### Extracted text ###

The sign outside the building reads: National Theatre. Inside, you could be forgiven for thinking that it's not exactly the whole nation that is represented.
The day my group of young adult students watched a matinee performance of Tracey Letts' much-praised drama of family life August: Osage County, the audience they sat among were very different from themselves. In fact, one said to me that she couldn't believe there were so many elderly, white, middle class people in the world!
That shouldn't have mattered a jot. (But then, as someone who ticks two out of three of those boxes - and is rapidly heading towards ticking the third - I would say that, wouldn't I?) Still, an audience is an audience. Everyone is free to buy a ticket for the theatre.
And these days the National prides itself on attempting to draw in as wide a cross section as it can. Nicholas Hytner, the artistic director, is committed to staging exciting and challenging theatre. There is a varied programme of outreach work with children. Many tickets cost only Pounds 10. And ours, worth at least Pounds 30, were offered at a student discount that meant we paid barely half that.
So, as I say, it shouldn't matter. But it did. Several of my students - a typical ethnically diverse south London mix - felt uncomfortable, out of place, unwelcome.

###

What is asked:
**a.** From the essay on the National Theatre, extract the passage starting at "So, as I say, it" and ending at "of place, unwelcome.".
**b.** Answer these questions using the essay on the National Theatre:
(i) Which drama did the group of students watch at the matinee?
(ii) Who is named as the artistic director of the National?
(iii) How much do many tickets cost?
**c.** List every word or phrase the essay on the National Theatre uses to describe how several of the students felt at the performance.

### Data rows ###

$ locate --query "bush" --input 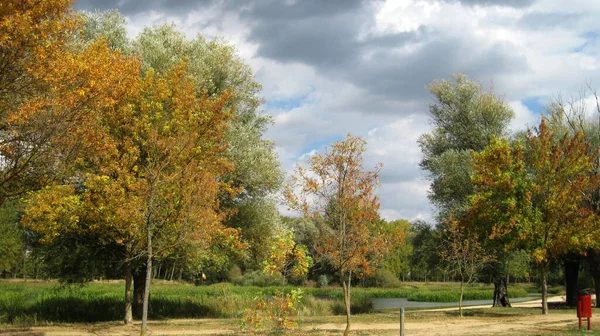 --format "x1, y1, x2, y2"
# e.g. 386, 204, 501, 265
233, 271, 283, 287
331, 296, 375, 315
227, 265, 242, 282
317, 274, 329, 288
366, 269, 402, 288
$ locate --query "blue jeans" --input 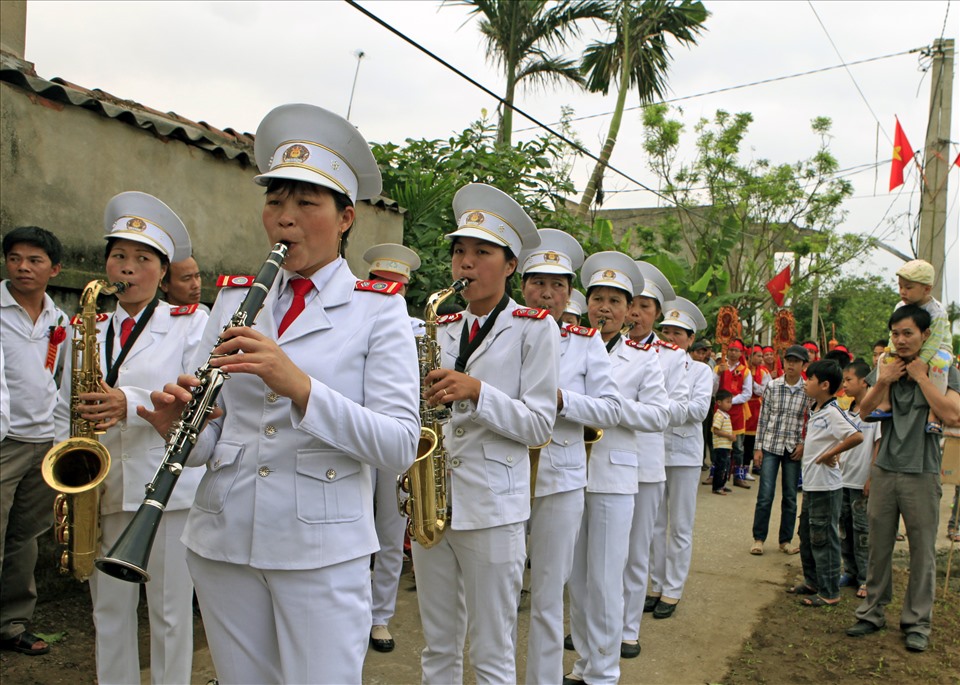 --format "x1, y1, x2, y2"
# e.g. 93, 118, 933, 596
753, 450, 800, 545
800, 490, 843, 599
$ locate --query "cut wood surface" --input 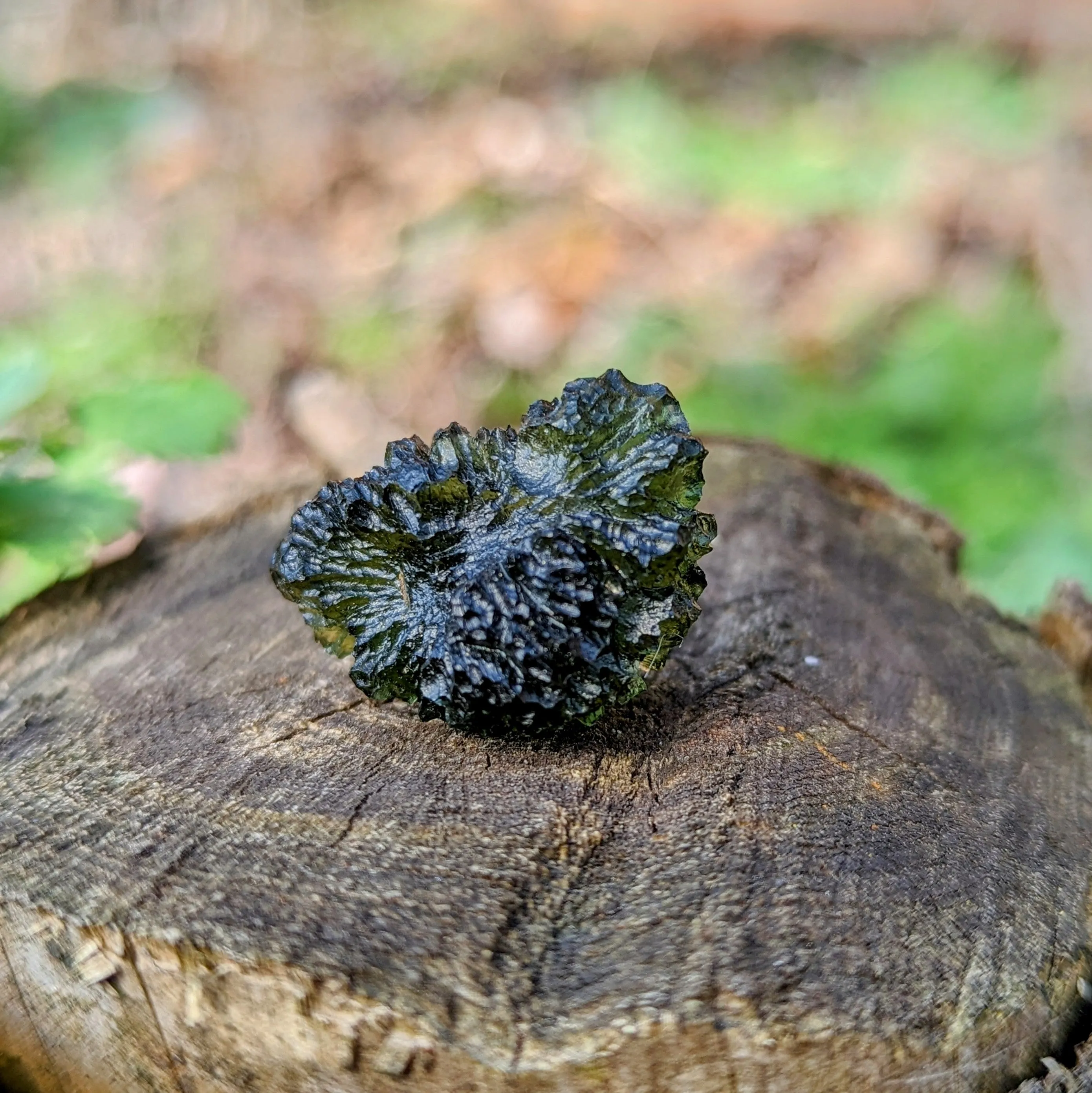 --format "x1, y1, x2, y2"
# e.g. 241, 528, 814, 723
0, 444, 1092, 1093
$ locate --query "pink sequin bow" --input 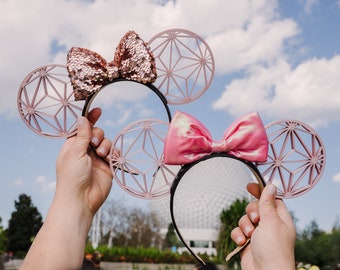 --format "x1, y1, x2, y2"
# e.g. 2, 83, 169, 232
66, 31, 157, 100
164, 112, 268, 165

###

Answers below:
**a.**
So, as I say, it shouldn't matter. But it did. Several of my students - a typical ethnically diverse south London mix - felt uncomfortable, out of place, unwelcome.

**b.**
(i) August: Osage County, by Tracey Letts
(ii) Nicholas Hytner
(iii) Pounds 10

**c.** uncomfortable, out of place, unwelcome